## TASK STATEMENT
Turn every line of the listing below into a Markdown table with two columns, No. and Line, numbering each row and skipping blank lines. Leave the pictures out.

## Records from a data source
— start —

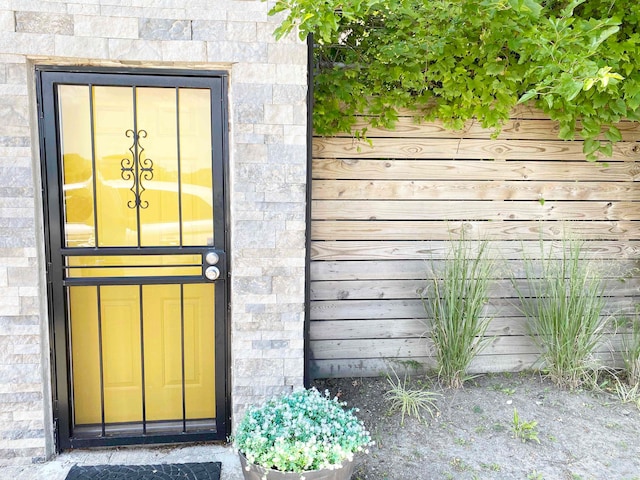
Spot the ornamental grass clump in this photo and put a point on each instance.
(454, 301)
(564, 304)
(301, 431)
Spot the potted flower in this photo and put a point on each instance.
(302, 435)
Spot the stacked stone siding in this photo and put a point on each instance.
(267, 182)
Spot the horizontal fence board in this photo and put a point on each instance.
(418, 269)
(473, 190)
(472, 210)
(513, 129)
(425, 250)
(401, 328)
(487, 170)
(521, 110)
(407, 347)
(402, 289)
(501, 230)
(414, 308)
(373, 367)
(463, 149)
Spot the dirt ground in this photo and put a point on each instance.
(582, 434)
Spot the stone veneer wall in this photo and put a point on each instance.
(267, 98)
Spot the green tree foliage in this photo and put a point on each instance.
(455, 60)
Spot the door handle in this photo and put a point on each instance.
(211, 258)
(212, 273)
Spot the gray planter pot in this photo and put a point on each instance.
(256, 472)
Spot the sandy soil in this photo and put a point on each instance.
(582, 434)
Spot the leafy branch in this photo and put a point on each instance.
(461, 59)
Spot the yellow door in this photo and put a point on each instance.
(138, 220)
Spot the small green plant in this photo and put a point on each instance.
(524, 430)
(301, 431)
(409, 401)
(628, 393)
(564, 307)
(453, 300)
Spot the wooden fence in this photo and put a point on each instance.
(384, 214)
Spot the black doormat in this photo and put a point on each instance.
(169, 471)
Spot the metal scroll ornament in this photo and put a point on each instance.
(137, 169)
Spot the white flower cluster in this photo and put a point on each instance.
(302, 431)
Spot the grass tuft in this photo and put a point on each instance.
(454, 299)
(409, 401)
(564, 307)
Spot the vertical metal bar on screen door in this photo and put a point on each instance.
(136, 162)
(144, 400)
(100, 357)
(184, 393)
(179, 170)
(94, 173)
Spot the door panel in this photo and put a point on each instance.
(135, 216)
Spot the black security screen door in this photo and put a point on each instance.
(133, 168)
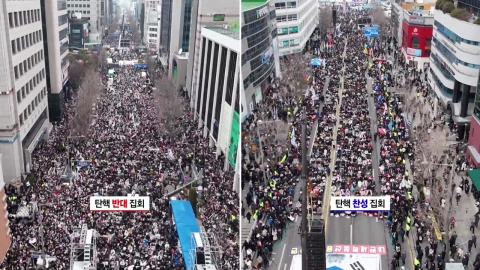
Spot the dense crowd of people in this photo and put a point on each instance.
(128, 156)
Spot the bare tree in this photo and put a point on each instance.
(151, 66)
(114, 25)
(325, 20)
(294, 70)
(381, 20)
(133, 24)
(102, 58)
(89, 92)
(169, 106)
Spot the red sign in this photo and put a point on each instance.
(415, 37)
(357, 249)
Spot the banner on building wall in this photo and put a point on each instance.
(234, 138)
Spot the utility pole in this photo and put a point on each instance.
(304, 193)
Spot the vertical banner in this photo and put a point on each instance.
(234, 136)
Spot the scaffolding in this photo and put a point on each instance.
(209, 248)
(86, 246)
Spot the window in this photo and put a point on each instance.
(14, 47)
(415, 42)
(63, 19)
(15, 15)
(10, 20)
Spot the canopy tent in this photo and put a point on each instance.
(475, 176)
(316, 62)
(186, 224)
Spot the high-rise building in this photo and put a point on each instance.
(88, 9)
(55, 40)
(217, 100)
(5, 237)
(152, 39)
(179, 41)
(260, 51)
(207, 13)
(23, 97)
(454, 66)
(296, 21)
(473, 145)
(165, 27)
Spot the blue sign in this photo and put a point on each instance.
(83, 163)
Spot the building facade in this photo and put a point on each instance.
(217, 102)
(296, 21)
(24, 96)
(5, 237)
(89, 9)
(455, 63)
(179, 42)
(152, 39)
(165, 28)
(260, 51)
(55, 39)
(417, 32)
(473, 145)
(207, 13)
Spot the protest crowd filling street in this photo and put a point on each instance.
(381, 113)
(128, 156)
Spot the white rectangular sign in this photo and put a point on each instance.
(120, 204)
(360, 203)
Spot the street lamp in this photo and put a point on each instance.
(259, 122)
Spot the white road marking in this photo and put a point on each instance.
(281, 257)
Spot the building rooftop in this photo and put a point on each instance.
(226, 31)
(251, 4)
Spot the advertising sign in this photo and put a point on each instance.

— end —

## SOLUTION FOR THIS PROBLEM
| No. | Line |
|---|---|
| 1 | Spot the ornamental grass clump in this photo and put a point on each instance. |
| 2 | (454, 301) |
| 3 | (564, 304) |
| 4 | (301, 431) |
| 5 | Spot the potted flower in this photo and put a point on each instance. |
| 6 | (302, 435) |
| 7 | Spot the stacked stone siding in this photo and put a point on each instance. |
| 8 | (267, 182) |
| 9 | Spot the horizontal fence board in this photo and put a point on each instance. |
| 10 | (418, 269) |
| 11 | (473, 190) |
| 12 | (472, 210) |
| 13 | (513, 129) |
| 14 | (425, 250) |
| 15 | (401, 328) |
| 16 | (487, 170) |
| 17 | (521, 110) |
| 18 | (407, 347) |
| 19 | (402, 289) |
| 20 | (501, 230) |
| 21 | (414, 308) |
| 22 | (373, 367) |
| 23 | (463, 149) |
| 24 | Spot the dirt ground in this photo and put a point on each instance. |
| 25 | (582, 434) |
| 26 | Spot the stone veneer wall in this photo and put a point on each instance. |
| 27 | (267, 98) |
| 28 | Spot the green tree foliage in this photo and put a point on each instance. |
| 29 | (455, 60) |
| 30 | Spot the door handle in this photo and put a point on each instance. |
| 31 | (211, 258) |
| 32 | (212, 273) |
| 33 | Spot the gray planter pot in this photo and put a point on each instance. |
| 34 | (256, 472) |
| 35 | Spot the sandy soil in this photo and put a point on each instance. |
| 36 | (582, 434) |
| 37 | Spot the leafy branch in this photo and put a point on each instance. |
| 38 | (461, 59) |
| 39 | Spot the yellow door in this photo and put a point on each instance. |
| 40 | (138, 220) |
| 41 | Spot the small green plant in this photo and put a point on each instance. |
| 42 | (524, 430) |
| 43 | (301, 431) |
| 44 | (409, 401) |
| 45 | (628, 393) |
| 46 | (564, 307) |
| 47 | (453, 300) |
| 48 | Spot the wooden fence in this photo and put a point on each instance. |
| 49 | (384, 214) |
| 50 | Spot the black doormat in this photo and put a point on each instance. |
| 51 | (169, 471) |
| 52 | Spot the metal scroll ornament in this photo and put a point on each instance. |
| 53 | (137, 169) |
| 54 | Spot the white flower cluster in this photo and put a point on each instance. |
| 55 | (302, 431) |
| 56 | Spot the grass tuft in this photo and put a point on each instance. |
| 57 | (454, 299) |
| 58 | (409, 401) |
| 59 | (564, 307) |
| 60 | Spot the vertical metal bar on screen door in this photo and put a point on each instance. |
| 61 | (136, 162) |
| 62 | (144, 400) |
| 63 | (100, 357) |
| 64 | (184, 393) |
| 65 | (179, 170) |
| 66 | (94, 173) |
| 67 | Spot the door panel in this photo and put a point on each instance. |
| 68 | (135, 216) |
| 69 | Spot the black security screen door in this photo and put a point on each instance. |
| 70 | (133, 168) |
| 71 | Spot the dense crowd of people in this photo and put a point on each instance. |
| 72 | (128, 156) |
| 73 | Spot the bare tree in this photo and put a point on each instance. |
| 74 | (151, 66) |
| 75 | (114, 25) |
| 76 | (325, 20) |
| 77 | (294, 70) |
| 78 | (381, 20) |
| 79 | (133, 24) |
| 80 | (102, 58) |
| 81 | (89, 92) |
| 82 | (169, 106) |
| 83 | Spot the red sign in this photo and put a point on each instance. |
| 84 | (415, 37) |
| 85 | (357, 249) |
| 86 | Spot the banner on building wall in this photo and put a point on each instance. |
| 87 | (234, 138) |
| 88 | Spot the utility pole in this photo and put a point on each instance. |
| 89 | (304, 193) |
| 90 | Spot the vertical banner in this photo and put a point on each instance. |
| 91 | (234, 136) |
| 92 | Spot the scaffolding in this photo and put a point on each instance. |
| 93 | (209, 248) |
| 94 | (86, 246) |
| 95 | Spot the window in this photo and put a point on each instance. |
| 96 | (14, 47) |
| 97 | (415, 42) |
| 98 | (63, 19) |
| 99 | (15, 15) |
| 100 | (10, 20) |
| 101 | Spot the canopy tent in this photo and put a point on each instance. |
| 102 | (475, 176) |
| 103 | (316, 62) |
| 104 | (186, 224) |
| 105 | Spot the high-rise building in this photo and put a point on each instance. |
| 106 | (88, 9) |
| 107 | (55, 40) |
| 108 | (217, 100) |
| 109 | (5, 237) |
| 110 | (152, 39) |
| 111 | (179, 41) |
| 112 | (260, 51) |
| 113 | (207, 13) |
| 114 | (23, 97) |
| 115 | (454, 66) |
| 116 | (296, 21) |
| 117 | (473, 145) |
| 118 | (165, 27) |
| 119 | Spot the blue sign in this photo and put a point on each instance. |
| 120 | (83, 163) |
| 121 | Spot the building facade in this photo and put a point on each instance. |
| 122 | (217, 102) |
| 123 | (296, 21) |
| 124 | (24, 96) |
| 125 | (5, 237) |
| 126 | (89, 9) |
| 127 | (455, 63) |
| 128 | (179, 42) |
| 129 | (152, 39) |
| 130 | (165, 28) |
| 131 | (260, 51) |
| 132 | (55, 39) |
| 133 | (417, 32) |
| 134 | (473, 145) |
| 135 | (207, 13) |
| 136 | Spot the protest crowd filling street in this photo and put a point on each instance. |
| 137 | (381, 113) |
| 138 | (128, 156) |
| 139 | Spot the white rectangular sign in this photo and put a point on each instance. |
| 140 | (120, 204) |
| 141 | (360, 203) |
| 142 | Spot the street lamp in this photo and put a point on each instance. |
| 143 | (259, 122) |
| 144 | Spot the white road marking in this photo and put a point on each instance. |
| 145 | (281, 257) |
| 146 | Spot the building rooftop in this photo and put a point on each instance. |
| 147 | (226, 31) |
| 148 | (251, 4) |
| 149 | Spot the advertising sign in this photo and put a point on each instance. |